Exercise description: Rewrite the items from the line containing "Cam-trap alert: motion was detected. Identify shadow" through the line containing "356, 64, 736, 410", replacing "night-vision" with "infrared" throughout and leaving all other text unchanged.

Records to process:
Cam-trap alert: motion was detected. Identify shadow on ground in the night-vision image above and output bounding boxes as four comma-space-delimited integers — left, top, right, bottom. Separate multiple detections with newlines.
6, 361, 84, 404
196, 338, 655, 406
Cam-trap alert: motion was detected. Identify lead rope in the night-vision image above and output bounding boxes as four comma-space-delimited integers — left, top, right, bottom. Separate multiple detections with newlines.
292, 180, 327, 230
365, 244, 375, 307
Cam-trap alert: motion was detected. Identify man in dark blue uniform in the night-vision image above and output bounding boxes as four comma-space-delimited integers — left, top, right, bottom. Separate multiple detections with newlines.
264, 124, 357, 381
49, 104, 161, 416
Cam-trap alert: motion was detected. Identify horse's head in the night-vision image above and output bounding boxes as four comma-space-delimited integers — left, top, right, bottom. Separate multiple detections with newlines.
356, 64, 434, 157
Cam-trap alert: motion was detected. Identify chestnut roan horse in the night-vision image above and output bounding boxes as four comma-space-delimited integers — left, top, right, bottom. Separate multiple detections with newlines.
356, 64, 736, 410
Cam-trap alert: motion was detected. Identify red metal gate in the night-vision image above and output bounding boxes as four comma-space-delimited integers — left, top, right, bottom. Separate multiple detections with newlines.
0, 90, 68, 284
==
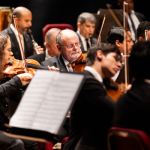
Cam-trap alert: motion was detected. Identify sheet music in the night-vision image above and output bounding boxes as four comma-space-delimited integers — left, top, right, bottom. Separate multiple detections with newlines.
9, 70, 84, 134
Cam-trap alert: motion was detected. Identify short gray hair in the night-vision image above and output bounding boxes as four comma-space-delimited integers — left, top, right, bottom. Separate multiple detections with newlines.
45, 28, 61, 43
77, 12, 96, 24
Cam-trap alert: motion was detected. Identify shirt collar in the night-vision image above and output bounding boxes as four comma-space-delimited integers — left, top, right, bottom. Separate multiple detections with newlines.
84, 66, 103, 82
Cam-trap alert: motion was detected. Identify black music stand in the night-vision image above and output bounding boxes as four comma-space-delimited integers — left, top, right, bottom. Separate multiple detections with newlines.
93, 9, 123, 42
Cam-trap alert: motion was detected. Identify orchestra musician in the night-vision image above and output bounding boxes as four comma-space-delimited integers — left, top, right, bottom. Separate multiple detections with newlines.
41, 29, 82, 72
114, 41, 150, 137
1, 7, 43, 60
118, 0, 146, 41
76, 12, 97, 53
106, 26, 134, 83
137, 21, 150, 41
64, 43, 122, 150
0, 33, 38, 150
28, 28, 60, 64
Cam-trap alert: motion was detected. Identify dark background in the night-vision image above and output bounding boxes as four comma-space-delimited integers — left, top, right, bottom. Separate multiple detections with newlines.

The reply:
Cam-trap alert: motion was detected. Identify shadow on ground in the infrared image above and output bounding boxes as four comma-space-delimited integers — left, top, right, bottom. Separate multiple detections with newlines.
6, 361, 84, 404
196, 338, 655, 406
Cam-trap alert: motion was detected. Identify lead rope in the infrared image above and output bounding boxes as four comma-space-delimited integers — left, top, right, bottom. Separate multiple detections with newlines.
292, 180, 327, 230
365, 244, 375, 307
Cam-trap alert: motion was detected. Identify man in dark blue uniform in the infrared image above and output bounding boxes as four comma-space-delimited integers — left, top, right, bottom. Separate multiple detections with newlines.
264, 124, 357, 381
49, 104, 161, 416
Cam-trap alert: motion was detected. Identify horse's head in the infrared image above and output bounding boxes as four comma-space-delimited integers — left, top, right, bottom. Separate multiple detections with newlines.
356, 64, 434, 157
Cam-trap alert: motion was detected. Identify chestnut roan horse in the infrared image above and output bounding boxes as four comma-space-delimited integers — left, top, right, bottom. Separate multiple detections with newlines.
356, 64, 736, 410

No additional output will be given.